=== Begin Enclosure ===

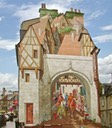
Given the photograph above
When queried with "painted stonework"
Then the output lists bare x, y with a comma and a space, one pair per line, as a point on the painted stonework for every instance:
58, 72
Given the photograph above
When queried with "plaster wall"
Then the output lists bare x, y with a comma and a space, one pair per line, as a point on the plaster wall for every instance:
29, 93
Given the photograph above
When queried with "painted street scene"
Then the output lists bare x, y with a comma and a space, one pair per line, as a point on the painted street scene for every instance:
58, 79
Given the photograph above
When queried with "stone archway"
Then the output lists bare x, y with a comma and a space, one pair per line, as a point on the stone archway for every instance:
84, 83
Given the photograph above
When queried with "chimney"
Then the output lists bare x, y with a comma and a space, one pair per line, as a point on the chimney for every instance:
79, 11
43, 6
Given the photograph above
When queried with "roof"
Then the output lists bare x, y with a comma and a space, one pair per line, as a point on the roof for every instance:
70, 45
58, 19
40, 28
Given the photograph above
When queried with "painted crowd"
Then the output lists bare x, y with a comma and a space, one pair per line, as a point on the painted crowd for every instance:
68, 104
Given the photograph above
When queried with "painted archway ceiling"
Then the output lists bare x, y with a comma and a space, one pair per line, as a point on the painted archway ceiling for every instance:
69, 79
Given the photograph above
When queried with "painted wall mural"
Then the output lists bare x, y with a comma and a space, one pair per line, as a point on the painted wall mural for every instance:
68, 98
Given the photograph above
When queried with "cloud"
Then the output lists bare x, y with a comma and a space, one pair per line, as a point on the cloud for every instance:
105, 68
95, 14
108, 27
8, 44
4, 4
9, 81
103, 38
29, 11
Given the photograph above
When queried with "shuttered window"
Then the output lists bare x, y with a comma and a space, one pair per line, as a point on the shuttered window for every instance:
27, 77
35, 53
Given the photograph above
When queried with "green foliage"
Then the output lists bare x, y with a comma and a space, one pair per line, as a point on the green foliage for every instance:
71, 15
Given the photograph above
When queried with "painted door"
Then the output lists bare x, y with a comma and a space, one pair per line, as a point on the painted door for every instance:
29, 113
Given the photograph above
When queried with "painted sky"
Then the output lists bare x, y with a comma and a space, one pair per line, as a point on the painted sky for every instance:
98, 21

=== End Enclosure ===

ABOUT THIS EXERCISE =>
Images in the records must not be repeated; everything else should be returned exactly.

RESPONSE TO THE TASK =>
Given the photograph above
When queried with "painted stonework"
Then the output lists bare x, y with a comma and a space, one pair per line, as a point on the painted stonework for every instance:
58, 72
Given the photograph above
When queried with "plaster wall"
Then the output lists bare x, y with a comma and a space, one pair per line, as a point on the plaster wall for every instance:
29, 93
Given the photograph above
When queried with "painted street scene"
Then the output lists bare x, y with a comma and a space, one pair per line, as a point on the painted street scene for every instance:
58, 79
Given the photograph above
When queried with "stone archway"
Then the output lists bare x, y with a comma and a space, one pair per line, as a point on the stone archway for every instance:
84, 83
Given the photograph above
When queried with "chimney"
Then the output lists bare x, y with a comma and a space, one pair per line, as a point on the chimney for every instance:
79, 11
43, 6
Given the photograph above
When queried with "roof"
Then the output lists bare x, y with a comma and a space, one pair per line, as a point on the roof for every instance:
70, 45
58, 19
40, 28
Given the photograph above
When queried with "painted crowd"
Then the output lists bare x, y with a comma and a space, one pair per line, as a point on the painted crowd for every instance:
68, 104
Given the photograph above
When queried with "painted archway ceiling"
Then the output lists bare x, y with a comma and a space, one pair per line, as a point on the painted archway ceiling for every instance:
69, 79
Given the photograph above
When queried with "painted wall mural"
Then the output lists bare x, y with a comma and a space, one pair per line, as a point on the painted wall mural for every instance:
68, 98
Given the photograph above
When queried with "cloud"
Then the output lists bare x, y with a comma and a space, one pair per line, as a point on the cloud for every instance:
105, 68
95, 14
108, 27
8, 44
4, 4
9, 81
103, 38
29, 11
Given the photograph above
When queried with "shuttered window"
Then the output lists bare x, y with a comma and a space, one pair per line, as a point on the shuttered window for every instance:
27, 77
35, 53
Given the photograph above
When queried with "green foliage"
Then the output lists bare x, y with a comma and a space, one pair per line, as a point on the green foliage for every instance:
71, 15
Given the photograph above
When queried with "painted door"
Then the output lists bare x, y with a comma and a space, one pair per line, as a point on the painted door for every instance:
29, 113
Given the photograph above
When queried with "painted sky"
Then the output lists bare x, y with a comma and a space, one pair per line, as a point on the painted sky for every instance:
98, 21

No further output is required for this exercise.